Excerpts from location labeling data
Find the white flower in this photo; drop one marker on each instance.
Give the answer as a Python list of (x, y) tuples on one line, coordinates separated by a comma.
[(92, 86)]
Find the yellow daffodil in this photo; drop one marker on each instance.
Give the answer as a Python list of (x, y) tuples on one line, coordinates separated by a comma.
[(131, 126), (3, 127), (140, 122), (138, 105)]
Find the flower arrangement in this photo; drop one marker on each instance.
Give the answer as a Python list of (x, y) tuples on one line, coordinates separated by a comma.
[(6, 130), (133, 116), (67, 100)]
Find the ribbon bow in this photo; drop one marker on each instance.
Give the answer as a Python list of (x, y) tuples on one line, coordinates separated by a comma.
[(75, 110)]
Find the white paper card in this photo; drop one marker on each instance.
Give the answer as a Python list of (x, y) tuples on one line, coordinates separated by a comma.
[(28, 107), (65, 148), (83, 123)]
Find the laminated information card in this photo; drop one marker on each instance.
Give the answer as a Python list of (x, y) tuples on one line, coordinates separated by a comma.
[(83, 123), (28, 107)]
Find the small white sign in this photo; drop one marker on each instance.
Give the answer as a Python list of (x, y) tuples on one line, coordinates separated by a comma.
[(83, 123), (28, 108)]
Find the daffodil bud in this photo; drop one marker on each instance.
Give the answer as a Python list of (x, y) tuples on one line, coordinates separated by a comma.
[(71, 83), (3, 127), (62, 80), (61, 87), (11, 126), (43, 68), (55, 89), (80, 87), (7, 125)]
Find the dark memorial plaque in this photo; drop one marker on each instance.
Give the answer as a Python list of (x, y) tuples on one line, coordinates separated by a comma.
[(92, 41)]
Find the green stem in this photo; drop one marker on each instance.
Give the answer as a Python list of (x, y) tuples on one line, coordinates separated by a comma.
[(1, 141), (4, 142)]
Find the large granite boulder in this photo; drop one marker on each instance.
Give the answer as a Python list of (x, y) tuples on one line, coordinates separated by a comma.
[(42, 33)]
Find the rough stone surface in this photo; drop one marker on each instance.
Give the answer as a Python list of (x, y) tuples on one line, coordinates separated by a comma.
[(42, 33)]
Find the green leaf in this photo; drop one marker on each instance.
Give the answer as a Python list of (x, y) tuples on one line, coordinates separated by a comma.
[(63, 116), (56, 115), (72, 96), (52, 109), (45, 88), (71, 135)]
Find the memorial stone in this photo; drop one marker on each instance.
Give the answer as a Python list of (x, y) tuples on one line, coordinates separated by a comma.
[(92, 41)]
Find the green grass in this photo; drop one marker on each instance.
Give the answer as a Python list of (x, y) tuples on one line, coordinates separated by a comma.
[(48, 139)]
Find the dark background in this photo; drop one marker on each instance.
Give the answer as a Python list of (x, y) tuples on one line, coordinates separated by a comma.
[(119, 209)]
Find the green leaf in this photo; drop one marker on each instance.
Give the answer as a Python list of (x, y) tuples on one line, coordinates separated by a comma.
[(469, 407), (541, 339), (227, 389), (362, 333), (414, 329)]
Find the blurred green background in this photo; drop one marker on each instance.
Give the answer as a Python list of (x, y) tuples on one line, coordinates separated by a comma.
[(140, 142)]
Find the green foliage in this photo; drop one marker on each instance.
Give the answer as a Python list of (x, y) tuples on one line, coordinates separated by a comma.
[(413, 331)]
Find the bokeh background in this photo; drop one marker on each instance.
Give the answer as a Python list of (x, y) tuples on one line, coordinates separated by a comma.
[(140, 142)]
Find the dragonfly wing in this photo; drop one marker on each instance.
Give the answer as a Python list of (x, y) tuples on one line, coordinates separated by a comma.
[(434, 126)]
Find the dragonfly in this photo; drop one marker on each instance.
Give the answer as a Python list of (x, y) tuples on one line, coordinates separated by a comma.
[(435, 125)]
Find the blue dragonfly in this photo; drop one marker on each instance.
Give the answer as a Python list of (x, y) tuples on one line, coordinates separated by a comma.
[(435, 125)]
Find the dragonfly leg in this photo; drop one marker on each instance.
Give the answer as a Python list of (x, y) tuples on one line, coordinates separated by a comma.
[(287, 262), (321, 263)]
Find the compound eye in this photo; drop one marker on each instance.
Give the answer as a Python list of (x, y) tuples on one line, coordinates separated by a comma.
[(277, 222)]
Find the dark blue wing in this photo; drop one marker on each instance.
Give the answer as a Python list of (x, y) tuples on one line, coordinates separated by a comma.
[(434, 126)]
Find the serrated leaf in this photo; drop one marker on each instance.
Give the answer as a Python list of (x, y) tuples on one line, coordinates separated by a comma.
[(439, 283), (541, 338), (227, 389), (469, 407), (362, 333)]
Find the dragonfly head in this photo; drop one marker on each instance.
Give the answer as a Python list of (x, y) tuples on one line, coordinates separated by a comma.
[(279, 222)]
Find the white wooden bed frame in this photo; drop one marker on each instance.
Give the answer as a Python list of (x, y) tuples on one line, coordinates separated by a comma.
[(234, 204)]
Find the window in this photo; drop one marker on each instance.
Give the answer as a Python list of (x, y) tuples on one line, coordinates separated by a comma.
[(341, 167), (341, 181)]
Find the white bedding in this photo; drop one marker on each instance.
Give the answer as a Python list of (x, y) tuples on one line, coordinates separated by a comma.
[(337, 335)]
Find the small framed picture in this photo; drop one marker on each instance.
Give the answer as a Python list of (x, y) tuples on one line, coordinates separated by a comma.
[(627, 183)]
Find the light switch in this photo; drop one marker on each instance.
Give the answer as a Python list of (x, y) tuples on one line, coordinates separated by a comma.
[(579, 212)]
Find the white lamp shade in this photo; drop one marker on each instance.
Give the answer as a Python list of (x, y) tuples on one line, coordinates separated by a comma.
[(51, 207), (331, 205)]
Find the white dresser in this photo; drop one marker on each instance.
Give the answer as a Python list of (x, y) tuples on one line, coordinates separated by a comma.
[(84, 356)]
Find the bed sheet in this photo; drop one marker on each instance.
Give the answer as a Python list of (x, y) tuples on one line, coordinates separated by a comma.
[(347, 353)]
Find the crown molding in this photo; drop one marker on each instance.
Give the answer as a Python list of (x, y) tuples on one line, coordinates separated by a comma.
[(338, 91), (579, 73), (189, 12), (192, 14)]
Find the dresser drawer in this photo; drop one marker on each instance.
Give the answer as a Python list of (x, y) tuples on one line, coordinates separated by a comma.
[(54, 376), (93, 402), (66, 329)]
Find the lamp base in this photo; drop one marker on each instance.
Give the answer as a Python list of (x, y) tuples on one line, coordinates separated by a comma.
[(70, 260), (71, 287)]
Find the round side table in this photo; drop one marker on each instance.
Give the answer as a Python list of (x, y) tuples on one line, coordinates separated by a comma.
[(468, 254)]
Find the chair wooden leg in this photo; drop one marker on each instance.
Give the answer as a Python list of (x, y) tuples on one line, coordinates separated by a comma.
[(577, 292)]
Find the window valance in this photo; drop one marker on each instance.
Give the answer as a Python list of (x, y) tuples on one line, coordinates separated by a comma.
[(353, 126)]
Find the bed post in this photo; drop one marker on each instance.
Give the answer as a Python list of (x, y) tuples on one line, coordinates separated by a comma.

What you are asked to do: Rewrite the lines of the listing above as a numbered list, leaving out any blank lines.

Exercise output:
1. Find the white flower in this photo; drop one marker on each instance.
2. Give the answer as a Python list of (x, y) tuples on one line, coordinates separated by a comma.
3. [(92, 86)]
4. Find the yellow daffodil in this photo; drop one marker on each instance.
5. Give the answer as a Python list of (x, y) tuples on one line, coordinates separated by a comma.
6. [(131, 126), (3, 127), (140, 122), (138, 105)]
7. Find the flower arrangement in this photo; drop one marker on each instance.
8. Give the answer as a Python list of (x, y) tuples on one line, coordinates separated by a comma.
9. [(6, 130), (133, 116), (67, 100)]
10. Find the ribbon bow in this photo; drop one marker on each instance.
11. Give the answer as a Python list of (x, y) tuples on one line, coordinates separated by a comma.
12. [(75, 110)]
13. Find the white paper card in this photo; drop one marker on each instance.
14. Give the answer as a Python list of (x, y) tuples on one line, coordinates separated by a comma.
15. [(28, 107), (65, 148), (83, 123)]
16. Find the laminated information card in this photo; drop one marker on each instance.
17. Give the answer as a Python list of (x, y) tuples on one line, coordinates separated by a comma.
18. [(83, 123), (28, 107)]
19. Find the small white sign in this photo; drop one marker on each instance.
20. Give the answer as a Python list of (x, y) tuples on one line, coordinates separated by a comma.
21. [(83, 123), (28, 108)]
22. Find the daffodil bud in this photo; drop one marker on each instance.
23. Give the answer as a Python list of (x, y) tuples on one line, coordinates separated by a comma.
24. [(71, 83), (3, 127), (62, 80), (61, 87), (11, 126), (43, 68), (55, 89), (80, 87), (7, 125)]
25. Find the dark memorial plaque in this photo; drop one marker on each instance.
26. Give the answer as a Python list of (x, y) tuples on one line, coordinates separated by a comma.
27. [(92, 41)]
28. Find the green stem in this photo; drop one marker on each instance.
29. Give the answer as a Python list of (x, y) tuples on one line, coordinates separated by a comma.
30. [(1, 141), (4, 142)]
31. Find the large granite boulder in this photo; drop one marker on each instance.
32. Give the answer as a Python list of (x, y) tuples on one line, coordinates separated by a comma.
33. [(42, 33)]
34. Find the rough stone surface in this photo; drop one marker on each instance.
35. Give the answer as a Python list of (x, y) tuples on one line, coordinates separated by a comma.
36. [(42, 33)]
37. Find the green leaf in this photo; drop one marker on each instance.
38. Give the answer as a Python list of (x, y) tuples on one line, coordinates separated by a comma.
39. [(63, 116), (56, 115), (72, 96), (52, 109), (45, 88), (71, 135)]
40. Find the memorial stone in this photo; drop one marker on each instance.
41. Give the answer as a Python list of (x, y) tuples on one line, coordinates separated by a comma.
42. [(92, 41)]
43. Find the green grass in this photo; drop one marker on each instance.
44. Give the answer as a Python list of (x, y) tuples on one line, coordinates separated by a comma.
45. [(48, 139)]
46. Find the dark background in this photo; drop one marker on each instance.
47. Give the answer as a Python list of (x, y) tuples on one line, coordinates separated by a comma.
48. [(119, 209)]
49. Find the green leaf in this photo; drop one marker on each instance.
50. Give the answer as a Python list of (x, y) tuples on one line, coordinates separated by a comma.
51. [(469, 407), (541, 339), (227, 389), (362, 333), (414, 329)]
52. Find the blurred green background in this photo; drop one marker on each instance.
53. Give the answer as a Python list of (x, y) tuples on one line, coordinates separated by a comma.
54. [(140, 142)]
55. Find the green foliage in this photo; drop one marker on each instance.
56. Give the answer as a Python list of (x, y) tuples on one line, coordinates separated by a comma.
57. [(413, 331)]
58. Find the bokeh background in this photo; drop one marker on each instance.
59. Give the answer as a Python list of (x, y) tuples on one line, coordinates separated by a comma.
60. [(140, 142)]
61. Find the dragonfly wing in this photo; drop one marker on each instance.
62. Give the answer as a Python list of (x, y) tuples on one line, coordinates separated by a comma.
63. [(434, 126)]
64. Find the dragonfly in this photo; drop one marker on each instance.
65. Give the answer as a Python list of (x, y) tuples on one line, coordinates separated by a comma.
66. [(435, 125)]
67. Find the blue dragonfly in this photo; drop one marker on each instance.
68. Give the answer as a Python list of (x, y) tuples on one line, coordinates separated by a comma.
69. [(435, 125)]
70. Find the dragonfly leg in this photo; drop one marker on each instance.
71. Give the answer as a Python list of (x, y) tuples on one line, coordinates separated by a comma.
72. [(287, 262), (321, 263)]
73. Find the compound eye in this photo; drop one marker on each instance.
74. Give the answer as a Python list of (x, y) tuples on one line, coordinates separated by a comma.
75. [(277, 222)]
76. Find the dark blue wing in this photo; drop one marker on each instance.
77. Give the answer as a Python list of (x, y) tuples on one line, coordinates separated by a comma.
78. [(434, 126)]
79. Find the serrated leaf in this photo; drop one marker on each instance.
80. Give the answer as a Python list of (x, y) tuples on one line, coordinates separated by a comma.
81. [(439, 283), (541, 338), (227, 389), (469, 407), (362, 333)]
82. Find the dragonfly head in this photo; drop one marker on each instance.
83. Give the answer as a Python list of (x, y) tuples on one line, coordinates separated by a comma.
84. [(279, 222)]
85. Find the white wooden bed frame in this photo; drop one marker on each instance.
86. Give the answer as a Python list of (x, y) tuples on one line, coordinates separated by a comma.
87. [(234, 204)]
88. Find the window in this photo; drop one marker on each instance.
89. Give the answer as a Python list of (x, y) tuples on one line, coordinates separated by a comma.
90. [(341, 167), (341, 181)]
91. Find the white bedding in this photo; drop one marker on each instance.
92. Give the answer as a Python list of (x, y) tuples on one line, coordinates separated by a comma.
93. [(337, 335)]
94. Find the small framed picture in this photo; drop one marker on each instance.
95. Give the answer as a Python list of (x, y) tuples on one line, coordinates separated by a comma.
96. [(627, 183)]
97. Find the light switch in this photo; drop one marker on each instance.
98. Give the answer as a Python list of (x, y) tuples on one line, coordinates separated by a comma.
99. [(579, 212)]
100. Find the white lamp shade in this photo; drop one marker on each instance.
101. Give the answer as a Python list of (x, y) tuples on one line, coordinates separated by a comma.
102. [(51, 207), (331, 205)]
103. Find the white dresser in this photo; drop one marker on each instance.
104. Give the answer as a Python list of (x, y) tuples on one line, coordinates separated by a comma.
105. [(84, 356)]
106. Find the bed sheet in this photo; drop one marker on each instance.
107. Give the answer as a Python list of (x, y) tuples on one line, coordinates separated by a comma.
108. [(347, 353)]
109. Find the crown molding in this photo; drop one marker on each instance.
110. Give the answer as a Python list of (x, y) tuples on one line, coordinates separated by a comma.
111. [(338, 91), (579, 73), (189, 12), (192, 14)]
112. Find the dresser drawer in this photo; drop one marker on each instance.
113. Give the answer as a Python list of (x, y) tuples on one line, coordinates separated by a comma.
114. [(54, 376), (93, 402), (66, 329)]
115. Find the lamp base in this photo; drop one marker on each instance.
116. Give the answer as a Python list of (x, y) tuples on one line, coordinates separated by a comma.
117. [(70, 260), (71, 287)]
118. Find the round side table in this photo; drop one marker on each instance.
119. Give the answer as a Python list of (x, y) tuples on one line, coordinates separated by a comma.
120. [(468, 254)]
121. Find the chair wooden leg in this photo; drop one marker on each instance.
122. Give the answer as a Python list of (x, y) tuples on one line, coordinates separated by a comma.
123. [(577, 292)]
124. Find the window valance in this photo; drop one marker on each instance.
125. Give the answer as a Python list of (x, y) tuples on one line, coordinates separated by a comma.
126. [(353, 126)]
127. Find the bed post in this photo; drop one marker on each instance.
128. Give the answer as a Python list of (x, y) tuples on one line, coordinates separated by a comma.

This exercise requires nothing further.